#### [REQUIRED WORK]
Rewrite the lines of the records from the line containing "the green foliage" through the end of the records, replacing "innermost point" with "central point" and changing nothing else. Give only those lines.
==================================================
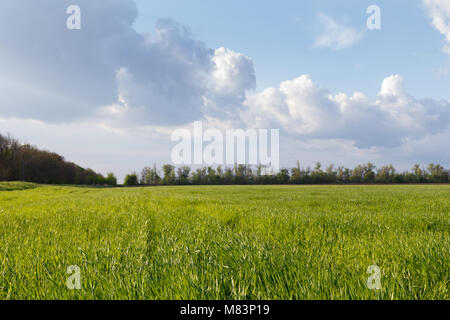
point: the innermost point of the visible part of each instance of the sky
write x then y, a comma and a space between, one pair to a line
108, 96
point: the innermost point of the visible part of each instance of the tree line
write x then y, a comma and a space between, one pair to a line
24, 162
244, 174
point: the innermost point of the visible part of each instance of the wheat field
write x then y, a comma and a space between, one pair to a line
224, 242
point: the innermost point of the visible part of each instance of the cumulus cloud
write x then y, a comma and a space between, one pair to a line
335, 35
303, 109
54, 74
108, 85
439, 12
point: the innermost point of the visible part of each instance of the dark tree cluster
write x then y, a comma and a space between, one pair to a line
243, 174
23, 162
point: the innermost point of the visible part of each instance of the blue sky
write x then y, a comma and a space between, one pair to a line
110, 94
279, 37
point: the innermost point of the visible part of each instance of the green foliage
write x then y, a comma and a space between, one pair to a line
226, 242
23, 162
244, 175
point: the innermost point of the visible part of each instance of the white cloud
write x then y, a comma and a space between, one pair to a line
54, 74
108, 97
303, 109
439, 12
337, 36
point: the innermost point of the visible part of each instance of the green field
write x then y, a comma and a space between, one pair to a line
==================================================
#### [WORKED SOLUTION]
point: the central point of the visible part of each instance of the green foliage
write x then y, a comma and a space between, one pair to a line
226, 242
23, 162
244, 175
point: the central point of the visible part of each instance of the white cloud
write x then y, a comma and a space between, one pair to a line
54, 74
108, 97
303, 109
439, 12
337, 36
point: the central point of the visible part of each instance of the green field
write x then y, a comma and a space between, one pair to a line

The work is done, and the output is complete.